SOURCE:
What is Public Cloud? A Comprehensive Guide

Public clouds are one of the most recognised models of cloud computing today. They’re an efficient and economical way to pool tech resources and infrastructure in a virtualised environment. Those cloud services are then offered to multiple customers by the cloud provider. Today, people and companies use public clouds for everything from online software applications, hosting, storage, and cloud-based development environments. 

Companies are spending billions on public cloud services globally, and Gartner forecasts that spending will grow over 23% this year alone to just over $332 billion. Software-as-a-Service (SaaS) is still the leader in public cloud services. However, the explosion of enterprise remote work is driving growth for Infrastructure-as-a-Service (IaaS) and Desktop-as-a-Service (DaaS) this year. 

Whether you’re already a seasoned public cloud customer or are looking to migrate to one, we’ve got you covered. We put together this comprehensive guide to public clouds that goes over what they are, their benefits, why you’d want to migrate to one, and more. 

Features of the public cloud

A public cloud is a virtualised IT model where computing resources are owned and operated by a third-party provider, delivering on-demand computing services and infrastructure to multiple organisations and users using the public Internet. For example, Microsoft Azure, Google Cloud, IBM Cloud, and Amazon Web Services (AWS.) 

(Take a look at our public cloud connectivity article that covers securing access to AWS and Azure).

Public cloud providers offer cloud-based services on an as-needed basis and typically charge a pay-per-use fee, eliminating the need for customers to host these services on their own servers or data centres. Providers use groups of virtual machines and servers at data centres to offer services to multiple customers. 

Customers can rent the use of the services on the virtual machines as a whole, or they can pay for each service individually, such as software apps, app development tools, or storage. Companies and enterprises often use public clouds for less-sensitive applications that handle unpredictable usage spikes or store infrequently accessed data.

DATA PROVIDED:
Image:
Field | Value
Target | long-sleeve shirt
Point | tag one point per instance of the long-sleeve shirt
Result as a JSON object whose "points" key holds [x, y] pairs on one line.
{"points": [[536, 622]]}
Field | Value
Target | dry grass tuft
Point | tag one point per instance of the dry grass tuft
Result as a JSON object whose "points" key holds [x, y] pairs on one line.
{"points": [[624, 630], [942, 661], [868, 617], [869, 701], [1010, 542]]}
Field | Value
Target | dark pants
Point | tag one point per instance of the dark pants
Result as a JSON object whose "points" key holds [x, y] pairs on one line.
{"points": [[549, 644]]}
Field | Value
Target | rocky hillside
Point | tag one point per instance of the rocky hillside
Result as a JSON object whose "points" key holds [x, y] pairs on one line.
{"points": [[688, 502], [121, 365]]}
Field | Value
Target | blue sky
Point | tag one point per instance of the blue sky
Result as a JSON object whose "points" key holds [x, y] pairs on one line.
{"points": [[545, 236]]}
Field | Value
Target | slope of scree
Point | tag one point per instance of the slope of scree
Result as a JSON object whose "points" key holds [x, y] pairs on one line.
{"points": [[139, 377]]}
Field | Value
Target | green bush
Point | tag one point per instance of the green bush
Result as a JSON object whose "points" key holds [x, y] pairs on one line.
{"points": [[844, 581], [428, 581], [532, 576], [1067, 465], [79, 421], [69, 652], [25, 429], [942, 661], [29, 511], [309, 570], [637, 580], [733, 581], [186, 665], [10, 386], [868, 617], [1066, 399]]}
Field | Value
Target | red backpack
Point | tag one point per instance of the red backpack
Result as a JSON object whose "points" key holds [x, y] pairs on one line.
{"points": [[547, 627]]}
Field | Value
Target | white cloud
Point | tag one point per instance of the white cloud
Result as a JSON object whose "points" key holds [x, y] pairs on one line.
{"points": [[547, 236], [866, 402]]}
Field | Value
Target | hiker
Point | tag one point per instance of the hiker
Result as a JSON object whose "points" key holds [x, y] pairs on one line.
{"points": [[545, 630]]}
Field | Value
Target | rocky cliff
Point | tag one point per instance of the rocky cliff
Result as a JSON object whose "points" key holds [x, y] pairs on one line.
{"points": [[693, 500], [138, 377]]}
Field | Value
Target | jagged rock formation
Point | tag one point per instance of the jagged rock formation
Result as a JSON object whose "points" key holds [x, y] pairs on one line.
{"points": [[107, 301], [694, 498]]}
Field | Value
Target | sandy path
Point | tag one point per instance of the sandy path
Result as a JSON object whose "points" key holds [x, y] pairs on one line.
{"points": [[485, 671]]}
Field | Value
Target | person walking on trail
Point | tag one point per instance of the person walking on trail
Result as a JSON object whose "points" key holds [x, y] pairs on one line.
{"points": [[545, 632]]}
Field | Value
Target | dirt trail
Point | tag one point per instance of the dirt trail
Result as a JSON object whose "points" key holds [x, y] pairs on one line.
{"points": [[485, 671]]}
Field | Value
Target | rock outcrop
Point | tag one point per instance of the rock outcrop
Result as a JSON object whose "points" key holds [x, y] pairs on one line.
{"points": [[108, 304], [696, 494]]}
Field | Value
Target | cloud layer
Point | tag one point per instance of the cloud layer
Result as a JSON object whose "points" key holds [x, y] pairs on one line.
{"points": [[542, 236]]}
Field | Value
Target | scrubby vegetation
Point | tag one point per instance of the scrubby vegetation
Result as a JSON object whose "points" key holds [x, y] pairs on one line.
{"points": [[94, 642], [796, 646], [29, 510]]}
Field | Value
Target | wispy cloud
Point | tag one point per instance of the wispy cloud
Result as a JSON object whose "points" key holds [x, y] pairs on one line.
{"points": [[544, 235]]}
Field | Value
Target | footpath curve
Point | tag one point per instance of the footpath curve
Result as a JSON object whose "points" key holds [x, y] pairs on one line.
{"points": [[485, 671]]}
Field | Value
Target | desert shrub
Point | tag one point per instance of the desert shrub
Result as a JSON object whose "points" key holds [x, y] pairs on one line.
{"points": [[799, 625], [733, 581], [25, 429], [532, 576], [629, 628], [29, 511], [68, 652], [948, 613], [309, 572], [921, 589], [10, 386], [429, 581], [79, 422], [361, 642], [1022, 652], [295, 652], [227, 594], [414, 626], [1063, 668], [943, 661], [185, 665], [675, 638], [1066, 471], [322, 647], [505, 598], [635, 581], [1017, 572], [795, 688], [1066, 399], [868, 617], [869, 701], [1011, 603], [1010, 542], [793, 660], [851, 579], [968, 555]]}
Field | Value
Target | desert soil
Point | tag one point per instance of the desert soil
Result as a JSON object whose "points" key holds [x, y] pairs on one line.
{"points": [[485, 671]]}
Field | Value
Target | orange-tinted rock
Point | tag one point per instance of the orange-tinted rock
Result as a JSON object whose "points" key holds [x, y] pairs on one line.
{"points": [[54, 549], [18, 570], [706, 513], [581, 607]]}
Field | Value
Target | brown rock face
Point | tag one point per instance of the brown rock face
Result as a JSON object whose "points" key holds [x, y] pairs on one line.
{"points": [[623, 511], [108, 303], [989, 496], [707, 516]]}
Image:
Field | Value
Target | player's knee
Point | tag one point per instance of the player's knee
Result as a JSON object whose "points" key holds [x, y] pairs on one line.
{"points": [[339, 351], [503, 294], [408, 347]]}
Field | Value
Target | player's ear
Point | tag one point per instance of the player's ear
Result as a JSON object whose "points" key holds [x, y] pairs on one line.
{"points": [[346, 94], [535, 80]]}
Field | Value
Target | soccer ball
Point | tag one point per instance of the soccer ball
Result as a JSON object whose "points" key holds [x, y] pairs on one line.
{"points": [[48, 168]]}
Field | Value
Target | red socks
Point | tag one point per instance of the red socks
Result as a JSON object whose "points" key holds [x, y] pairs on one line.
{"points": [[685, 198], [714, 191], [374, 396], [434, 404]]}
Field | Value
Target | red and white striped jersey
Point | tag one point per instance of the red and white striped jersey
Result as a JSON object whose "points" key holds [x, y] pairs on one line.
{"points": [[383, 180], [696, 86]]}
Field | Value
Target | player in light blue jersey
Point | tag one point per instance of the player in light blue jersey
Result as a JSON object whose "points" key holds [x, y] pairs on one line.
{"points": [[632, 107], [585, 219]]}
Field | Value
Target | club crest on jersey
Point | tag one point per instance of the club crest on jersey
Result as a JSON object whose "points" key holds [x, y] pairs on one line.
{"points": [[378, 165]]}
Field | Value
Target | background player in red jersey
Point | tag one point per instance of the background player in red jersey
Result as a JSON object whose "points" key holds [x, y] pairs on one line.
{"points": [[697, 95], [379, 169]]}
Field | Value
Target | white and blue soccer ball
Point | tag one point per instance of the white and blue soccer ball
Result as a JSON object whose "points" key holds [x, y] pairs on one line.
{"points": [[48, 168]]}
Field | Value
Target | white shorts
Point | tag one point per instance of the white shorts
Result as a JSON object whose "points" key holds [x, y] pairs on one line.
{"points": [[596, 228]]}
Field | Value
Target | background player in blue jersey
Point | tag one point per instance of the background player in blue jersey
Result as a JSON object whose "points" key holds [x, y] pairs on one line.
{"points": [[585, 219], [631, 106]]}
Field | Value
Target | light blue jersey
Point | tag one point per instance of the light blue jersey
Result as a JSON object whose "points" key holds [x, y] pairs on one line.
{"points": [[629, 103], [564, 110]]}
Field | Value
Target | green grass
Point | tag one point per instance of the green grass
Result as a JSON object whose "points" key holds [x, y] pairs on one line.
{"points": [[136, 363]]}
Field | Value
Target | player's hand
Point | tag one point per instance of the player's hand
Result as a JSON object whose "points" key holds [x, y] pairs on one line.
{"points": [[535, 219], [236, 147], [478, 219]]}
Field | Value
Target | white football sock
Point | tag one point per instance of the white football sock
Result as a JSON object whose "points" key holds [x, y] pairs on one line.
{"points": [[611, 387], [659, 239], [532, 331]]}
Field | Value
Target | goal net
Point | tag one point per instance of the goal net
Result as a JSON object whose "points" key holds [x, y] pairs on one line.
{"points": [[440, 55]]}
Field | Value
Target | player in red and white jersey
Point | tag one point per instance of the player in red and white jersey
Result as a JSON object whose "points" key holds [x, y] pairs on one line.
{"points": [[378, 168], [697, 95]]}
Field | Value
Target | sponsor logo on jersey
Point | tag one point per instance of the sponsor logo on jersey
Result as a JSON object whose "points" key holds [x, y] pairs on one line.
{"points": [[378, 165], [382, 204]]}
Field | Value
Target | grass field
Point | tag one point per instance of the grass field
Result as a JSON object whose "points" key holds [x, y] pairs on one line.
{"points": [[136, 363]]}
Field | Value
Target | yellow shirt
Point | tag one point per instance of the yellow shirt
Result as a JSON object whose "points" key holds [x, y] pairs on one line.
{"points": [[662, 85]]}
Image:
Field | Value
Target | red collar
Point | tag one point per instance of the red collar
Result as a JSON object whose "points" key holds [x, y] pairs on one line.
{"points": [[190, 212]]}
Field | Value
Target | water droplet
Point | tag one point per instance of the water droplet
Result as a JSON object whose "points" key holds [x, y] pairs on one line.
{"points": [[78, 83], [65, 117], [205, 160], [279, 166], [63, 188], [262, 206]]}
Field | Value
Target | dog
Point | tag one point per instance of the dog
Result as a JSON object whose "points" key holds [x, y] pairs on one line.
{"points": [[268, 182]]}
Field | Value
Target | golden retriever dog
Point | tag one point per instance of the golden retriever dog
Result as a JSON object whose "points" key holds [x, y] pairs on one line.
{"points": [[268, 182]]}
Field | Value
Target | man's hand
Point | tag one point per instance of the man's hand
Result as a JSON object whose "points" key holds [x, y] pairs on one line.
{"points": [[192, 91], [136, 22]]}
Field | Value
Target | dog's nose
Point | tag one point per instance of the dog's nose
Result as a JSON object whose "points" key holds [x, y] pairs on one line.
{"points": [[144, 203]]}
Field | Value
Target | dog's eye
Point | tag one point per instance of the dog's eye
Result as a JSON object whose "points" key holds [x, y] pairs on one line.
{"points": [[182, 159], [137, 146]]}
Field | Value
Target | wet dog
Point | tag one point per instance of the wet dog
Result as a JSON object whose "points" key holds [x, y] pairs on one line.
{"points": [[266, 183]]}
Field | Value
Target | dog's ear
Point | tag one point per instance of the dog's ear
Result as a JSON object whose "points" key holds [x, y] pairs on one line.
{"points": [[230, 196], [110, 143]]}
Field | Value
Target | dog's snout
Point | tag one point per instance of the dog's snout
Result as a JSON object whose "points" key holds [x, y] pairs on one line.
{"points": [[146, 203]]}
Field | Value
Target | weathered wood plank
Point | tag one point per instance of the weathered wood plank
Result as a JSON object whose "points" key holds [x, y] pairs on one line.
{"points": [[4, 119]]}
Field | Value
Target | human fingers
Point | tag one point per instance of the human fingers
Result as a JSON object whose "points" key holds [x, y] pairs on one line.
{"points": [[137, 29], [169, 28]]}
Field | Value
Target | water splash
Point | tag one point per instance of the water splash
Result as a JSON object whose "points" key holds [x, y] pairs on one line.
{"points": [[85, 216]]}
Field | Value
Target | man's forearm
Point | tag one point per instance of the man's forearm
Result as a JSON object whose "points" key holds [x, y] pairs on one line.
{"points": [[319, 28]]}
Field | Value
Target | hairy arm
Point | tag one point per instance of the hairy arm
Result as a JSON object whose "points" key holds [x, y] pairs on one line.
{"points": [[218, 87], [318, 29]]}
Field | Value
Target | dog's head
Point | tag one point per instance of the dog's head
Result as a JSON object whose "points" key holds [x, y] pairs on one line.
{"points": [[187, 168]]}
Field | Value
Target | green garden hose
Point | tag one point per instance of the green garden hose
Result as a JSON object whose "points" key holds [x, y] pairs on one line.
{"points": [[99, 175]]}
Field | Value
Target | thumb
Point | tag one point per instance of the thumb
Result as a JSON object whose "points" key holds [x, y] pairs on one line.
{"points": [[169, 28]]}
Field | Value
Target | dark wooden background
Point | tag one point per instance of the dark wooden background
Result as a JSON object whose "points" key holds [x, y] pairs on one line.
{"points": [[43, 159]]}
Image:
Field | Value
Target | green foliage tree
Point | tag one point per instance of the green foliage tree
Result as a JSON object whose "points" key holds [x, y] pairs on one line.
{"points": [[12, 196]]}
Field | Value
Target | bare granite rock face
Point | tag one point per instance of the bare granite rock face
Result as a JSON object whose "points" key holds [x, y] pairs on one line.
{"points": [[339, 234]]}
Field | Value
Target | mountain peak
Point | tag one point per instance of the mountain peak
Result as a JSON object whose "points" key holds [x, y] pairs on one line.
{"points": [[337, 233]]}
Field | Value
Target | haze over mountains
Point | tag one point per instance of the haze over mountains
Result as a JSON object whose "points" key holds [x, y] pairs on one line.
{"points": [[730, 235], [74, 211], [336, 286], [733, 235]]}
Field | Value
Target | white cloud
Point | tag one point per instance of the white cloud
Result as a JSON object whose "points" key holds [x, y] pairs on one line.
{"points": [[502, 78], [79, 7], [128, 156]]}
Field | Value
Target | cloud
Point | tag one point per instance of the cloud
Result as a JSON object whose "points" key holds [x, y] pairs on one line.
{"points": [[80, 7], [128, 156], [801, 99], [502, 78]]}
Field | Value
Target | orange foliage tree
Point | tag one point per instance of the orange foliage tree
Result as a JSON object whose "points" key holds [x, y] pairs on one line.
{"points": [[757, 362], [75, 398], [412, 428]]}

DIRECTIVES:
**A)** Please reproduce the public cloud guide word for word between "Companies are spending" and "one, and more.", inclusive.
**B)** Identify each line of the records that contains the string "pants", and copy those lines unchanged.

OUTPUTS FOR THE TASKS:
**A)**
Companies are spending billions on public cloud services globally, and Gartner forecasts that spending will grow over 23% this year alone to just over $332 billion. Software-as-a-Service (SaaS) is still the leader in public cloud services. However, the explosion of enterprise remote work is driving growth for Infrastructure-as-a-Service (IaaS) and Desktop-as-a-Service (DaaS) this year. 

Whether you’re already a seasoned public cloud customer or are looking to migrate to one, we’ve got you covered. We put together this comprehensive guide to public clouds that goes over what they are, their benefits, why you’d want to migrate to one, and more.

**B)**
Target | dark pants
Point | tag one point per instance of the dark pants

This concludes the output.